### [REQUIRED WORK]
Reproduce every record exactly as given.

### [GIVEN RECORDS]
##########

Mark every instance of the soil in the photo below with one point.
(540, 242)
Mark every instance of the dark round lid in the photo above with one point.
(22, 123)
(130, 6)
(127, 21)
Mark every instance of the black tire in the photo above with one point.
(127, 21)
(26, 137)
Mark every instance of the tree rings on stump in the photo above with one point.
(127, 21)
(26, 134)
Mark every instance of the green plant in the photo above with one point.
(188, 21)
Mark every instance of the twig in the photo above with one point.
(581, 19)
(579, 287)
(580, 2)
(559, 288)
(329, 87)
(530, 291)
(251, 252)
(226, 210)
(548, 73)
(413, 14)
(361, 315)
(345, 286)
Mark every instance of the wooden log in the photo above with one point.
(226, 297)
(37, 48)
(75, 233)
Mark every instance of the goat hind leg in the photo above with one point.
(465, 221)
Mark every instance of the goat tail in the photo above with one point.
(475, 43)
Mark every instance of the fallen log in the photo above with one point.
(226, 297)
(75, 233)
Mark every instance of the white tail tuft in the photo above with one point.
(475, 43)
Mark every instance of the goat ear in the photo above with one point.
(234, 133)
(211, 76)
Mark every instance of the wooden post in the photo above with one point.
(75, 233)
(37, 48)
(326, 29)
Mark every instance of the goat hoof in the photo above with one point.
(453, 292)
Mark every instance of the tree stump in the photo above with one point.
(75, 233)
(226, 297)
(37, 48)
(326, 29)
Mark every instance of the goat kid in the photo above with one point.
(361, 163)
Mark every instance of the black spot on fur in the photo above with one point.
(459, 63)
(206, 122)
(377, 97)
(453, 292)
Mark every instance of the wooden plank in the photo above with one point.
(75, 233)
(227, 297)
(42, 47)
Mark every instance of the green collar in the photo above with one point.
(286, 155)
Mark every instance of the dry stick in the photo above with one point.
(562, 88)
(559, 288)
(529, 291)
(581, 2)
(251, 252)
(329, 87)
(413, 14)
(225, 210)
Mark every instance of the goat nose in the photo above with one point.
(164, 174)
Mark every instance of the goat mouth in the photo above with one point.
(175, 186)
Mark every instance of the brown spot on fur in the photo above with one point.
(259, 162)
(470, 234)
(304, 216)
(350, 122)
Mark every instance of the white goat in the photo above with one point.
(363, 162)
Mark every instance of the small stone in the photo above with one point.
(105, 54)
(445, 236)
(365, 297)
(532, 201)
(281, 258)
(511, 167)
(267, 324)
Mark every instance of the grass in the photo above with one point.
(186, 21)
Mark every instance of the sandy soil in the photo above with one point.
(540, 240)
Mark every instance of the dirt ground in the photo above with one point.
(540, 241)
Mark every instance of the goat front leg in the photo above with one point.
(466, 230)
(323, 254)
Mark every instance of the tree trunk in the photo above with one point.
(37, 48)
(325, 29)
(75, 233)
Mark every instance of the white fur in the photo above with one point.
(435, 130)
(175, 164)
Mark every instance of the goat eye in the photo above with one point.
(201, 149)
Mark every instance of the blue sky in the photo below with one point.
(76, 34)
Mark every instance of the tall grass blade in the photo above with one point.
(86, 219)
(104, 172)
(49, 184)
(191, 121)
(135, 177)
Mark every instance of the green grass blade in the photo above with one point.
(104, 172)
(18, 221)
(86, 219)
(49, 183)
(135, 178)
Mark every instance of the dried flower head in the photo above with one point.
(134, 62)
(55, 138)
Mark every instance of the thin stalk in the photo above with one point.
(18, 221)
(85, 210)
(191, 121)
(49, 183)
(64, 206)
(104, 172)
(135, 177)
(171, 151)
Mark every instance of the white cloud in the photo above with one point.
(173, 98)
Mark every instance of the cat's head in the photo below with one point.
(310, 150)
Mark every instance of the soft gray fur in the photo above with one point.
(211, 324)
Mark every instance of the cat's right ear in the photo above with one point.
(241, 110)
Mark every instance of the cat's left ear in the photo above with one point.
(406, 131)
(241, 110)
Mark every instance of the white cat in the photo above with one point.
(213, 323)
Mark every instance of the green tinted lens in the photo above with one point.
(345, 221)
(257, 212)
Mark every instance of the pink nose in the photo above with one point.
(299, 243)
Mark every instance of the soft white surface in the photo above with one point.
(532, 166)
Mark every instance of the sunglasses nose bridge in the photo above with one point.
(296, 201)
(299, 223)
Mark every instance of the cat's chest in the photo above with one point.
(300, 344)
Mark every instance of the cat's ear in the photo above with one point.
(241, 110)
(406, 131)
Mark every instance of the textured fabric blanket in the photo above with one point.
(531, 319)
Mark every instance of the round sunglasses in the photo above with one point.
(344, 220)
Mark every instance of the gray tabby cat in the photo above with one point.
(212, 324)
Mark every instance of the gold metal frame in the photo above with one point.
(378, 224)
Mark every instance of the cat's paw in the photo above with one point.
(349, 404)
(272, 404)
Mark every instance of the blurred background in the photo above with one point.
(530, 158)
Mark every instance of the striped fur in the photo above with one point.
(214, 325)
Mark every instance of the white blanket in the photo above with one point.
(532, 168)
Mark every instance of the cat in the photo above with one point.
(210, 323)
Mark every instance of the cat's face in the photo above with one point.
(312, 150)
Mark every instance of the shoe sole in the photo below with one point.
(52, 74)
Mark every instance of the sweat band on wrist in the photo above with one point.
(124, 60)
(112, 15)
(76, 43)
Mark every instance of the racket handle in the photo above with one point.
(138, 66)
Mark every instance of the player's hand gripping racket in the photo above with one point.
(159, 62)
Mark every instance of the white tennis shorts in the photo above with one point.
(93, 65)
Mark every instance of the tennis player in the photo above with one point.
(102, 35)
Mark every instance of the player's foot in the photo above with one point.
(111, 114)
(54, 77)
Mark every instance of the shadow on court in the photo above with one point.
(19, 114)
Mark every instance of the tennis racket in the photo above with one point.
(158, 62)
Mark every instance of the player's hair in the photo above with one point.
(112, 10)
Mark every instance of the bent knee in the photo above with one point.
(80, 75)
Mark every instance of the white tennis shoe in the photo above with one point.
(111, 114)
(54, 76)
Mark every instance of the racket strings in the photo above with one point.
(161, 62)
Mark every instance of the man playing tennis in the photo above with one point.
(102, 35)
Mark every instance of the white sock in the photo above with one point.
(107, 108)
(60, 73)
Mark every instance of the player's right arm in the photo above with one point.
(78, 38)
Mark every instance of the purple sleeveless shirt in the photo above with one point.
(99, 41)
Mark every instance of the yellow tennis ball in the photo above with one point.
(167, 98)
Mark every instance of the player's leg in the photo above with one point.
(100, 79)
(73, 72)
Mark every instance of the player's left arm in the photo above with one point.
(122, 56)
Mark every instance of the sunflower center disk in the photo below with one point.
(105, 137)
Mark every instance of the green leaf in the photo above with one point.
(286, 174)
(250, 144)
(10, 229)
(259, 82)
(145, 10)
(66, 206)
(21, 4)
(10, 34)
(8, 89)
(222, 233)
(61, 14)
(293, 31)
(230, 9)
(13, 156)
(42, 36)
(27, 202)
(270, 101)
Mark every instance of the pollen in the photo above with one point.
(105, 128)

##########

### [TASK ANSWER]
Mark every instance of the soil in the photo below with one point.
(540, 242)
Mark every instance of the dark round lid in the photo above with one point.
(22, 123)
(130, 6)
(127, 21)
Mark every instance of the black tire in the photo above with one point.
(127, 21)
(26, 137)
Mark every instance of the tree rings on stump in the photo above with one point.
(127, 21)
(26, 134)
Mark every instance of the green plant in the photo above with one point.
(188, 21)
Mark every instance of the twig in the photo above with one point.
(581, 19)
(579, 287)
(580, 2)
(559, 288)
(329, 87)
(530, 291)
(251, 252)
(226, 210)
(548, 73)
(413, 14)
(361, 315)
(345, 286)
Mark every instance of the wooden log in the photo above with one point.
(226, 297)
(37, 48)
(75, 233)
Mark every instance of the goat hind leg in the photo above with one point.
(465, 221)
Mark every instance of the goat tail in the photo above with one point.
(475, 43)
Mark every instance of the fallen log in the photo above with one point.
(226, 297)
(75, 233)
Mark every instance of the white tail tuft in the photo above with one point.
(475, 43)
Mark every instance of the goat ear in the photo above with one point.
(234, 133)
(211, 76)
Mark every instance of the wooden post in the photo above with one point.
(75, 233)
(37, 48)
(326, 29)
Mark every instance of the goat hoof in the photo above with one point.
(453, 292)
Mark every instance of the tree stump in the photo above with one point.
(75, 233)
(226, 297)
(37, 48)
(326, 29)
Mark every instance of the goat kid in the photo above with one point.
(361, 163)
Mark every instance of the black spot on fur in the photo above with one point.
(459, 63)
(206, 122)
(377, 97)
(453, 292)
Mark every instance of the wooden plank in the photo above with one point.
(75, 233)
(227, 297)
(42, 47)
Mark every instance of the green collar in the photo above with one point.
(286, 155)
Mark every instance of the dry stick in the photo above with one point.
(562, 88)
(559, 288)
(529, 291)
(581, 2)
(251, 252)
(329, 87)
(413, 14)
(225, 210)
Mark every instance of the goat nose in the photo above with one point.
(164, 174)
Mark every instance of the goat mouth in the photo above with one point.
(175, 186)
Mark every instance of the brown spot on fur in the photo above with one point.
(259, 162)
(470, 234)
(304, 216)
(350, 122)
Mark every instance of the white goat in the photo above with one point.
(363, 162)
Mark every instance of the small stone in the photo above with one point.
(105, 54)
(445, 236)
(365, 297)
(532, 201)
(281, 258)
(511, 167)
(267, 324)
Mark every instance of the grass in the photo above with one point.
(186, 21)
Mark every instance of the sandy soil in the photo above with one point.
(540, 240)
Mark every instance of the dirt ground in the photo above with one point.
(540, 241)
Mark every instance of the goat front leg in the photo above with one point.
(466, 230)
(323, 254)
Mark every instance of the tree trunk in the photo above with one point.
(37, 48)
(325, 29)
(75, 233)
Mark every instance of the white fur in the photo above with one point.
(435, 130)
(175, 164)
Mark every instance of the goat eye in the photo above with one point.
(201, 149)
Mark every instance of the blue sky in the photo below with one point.
(76, 34)
Mark every instance of the tall grass blade in the photo above with one point.
(86, 219)
(104, 172)
(49, 184)
(191, 121)
(135, 177)
Mark every instance of the green grass blade in the photo above with one point.
(104, 172)
(18, 221)
(86, 219)
(49, 183)
(135, 178)
Mark every instance of the dried flower head in the photo above with one point.
(134, 62)
(55, 138)
Mark every instance of the thin stalk in the photo above with one point.
(18, 221)
(85, 210)
(191, 121)
(49, 183)
(64, 206)
(104, 172)
(135, 177)
(171, 151)
Mark every instance of the white cloud in the photo above with one point.
(173, 98)
Mark every instance of the cat's head in the photo below with one point.
(310, 150)
Mark every instance of the soft gray fur in the photo above with one point.
(211, 324)
Mark every instance of the cat's right ear in the photo above with one point.
(241, 110)
Mark every instance of the cat's left ear in the photo above with one point.
(406, 131)
(241, 110)
Mark every instance of the white cat in the photo above with one point.
(213, 323)
Mark every instance of the green tinted lens in the photo above with one point.
(345, 221)
(257, 212)
Mark every instance of the pink nose in the photo above with one point.
(299, 243)
Mark every instance of the soft white surface in the photo above with one point.
(532, 166)
Mark every instance of the sunglasses nose bridge in the photo above with one point.
(296, 201)
(299, 223)
Mark every instance of the cat's chest in the photo above with one point.
(300, 344)
Mark every instance of the cat's ear in the photo above with one point.
(241, 110)
(406, 131)
Mark every instance of the textured fabric blanket in the photo above with one point.
(531, 319)
Mark every instance of the round sunglasses in the photo above with one point.
(344, 220)
Mark every instance of the gray tabby cat in the photo above with one point.
(212, 324)
Mark every instance of the gold metal frame in the photo above with one point.
(378, 224)
Mark every instance of the cat's paw in the photo above with one point.
(349, 404)
(272, 404)
Mark every instance of the blurred background in the photo above with one point.
(530, 158)
Mark every instance of the striped fur in the photo above with one point.
(214, 325)
Mark every instance of the white blanket in the photo above with one point.
(532, 168)
Mark every instance of the cat in the photo above with one point.
(210, 323)
Mark every instance of the cat's face in the photo above with one point.
(312, 150)
Mark every instance of the shoe sole in the photo below with one point.
(52, 74)
Mark every instance of the sweat band on wrist in the photo above with one point.
(124, 60)
(112, 15)
(76, 43)
Mark every instance of the racket handle in the photo above with one point.
(138, 66)
Mark every instance of the player's hand gripping racket in the photo above with one point.
(159, 62)
Mark every instance of the white tennis shorts in the photo above with one point.
(93, 65)
Mark every instance of the tennis player in the photo above with one point.
(102, 35)
Mark every instance of the player's foot in the photo above with one point.
(111, 114)
(54, 77)
Mark every instance of the shadow on court in the photo above with one point.
(19, 114)
Mark every instance of the tennis racket in the photo above with one point.
(158, 62)
Mark every instance of the player's hair in the photo above with one point.
(112, 10)
Mark every instance of the bent knee in the photo above with one point.
(80, 75)
Mark every instance of the white tennis shoe in the photo above with one point.
(111, 114)
(54, 76)
Mark every instance of the racket strings in the photo above with one point.
(161, 62)
Mark every instance of the man playing tennis in the photo above with one point.
(102, 35)
Mark every instance of the white sock in the photo above with one point.
(107, 108)
(60, 73)
Mark every instance of the player's right arm in the photo above with one point.
(78, 38)
Mark every instance of the purple sleeveless shirt in the photo above with one point.
(99, 41)
Mark every instance of the yellow tennis ball in the photo above with one point.
(167, 98)
Mark every instance of the player's leg in the photo above with one point.
(100, 79)
(73, 72)
Mark every instance of the player's left arm in the photo above with one point.
(122, 56)
Mark every instance of the sunflower center disk in the photo below with one point.
(105, 137)
Mark every instance of the green leaf in the photo above with one point.
(286, 174)
(250, 144)
(10, 229)
(259, 82)
(145, 10)
(66, 206)
(21, 4)
(10, 34)
(8, 89)
(222, 233)
(61, 14)
(293, 31)
(230, 9)
(13, 156)
(42, 36)
(27, 202)
(270, 101)
Mark every instance of the pollen in the photo above with one point.
(105, 128)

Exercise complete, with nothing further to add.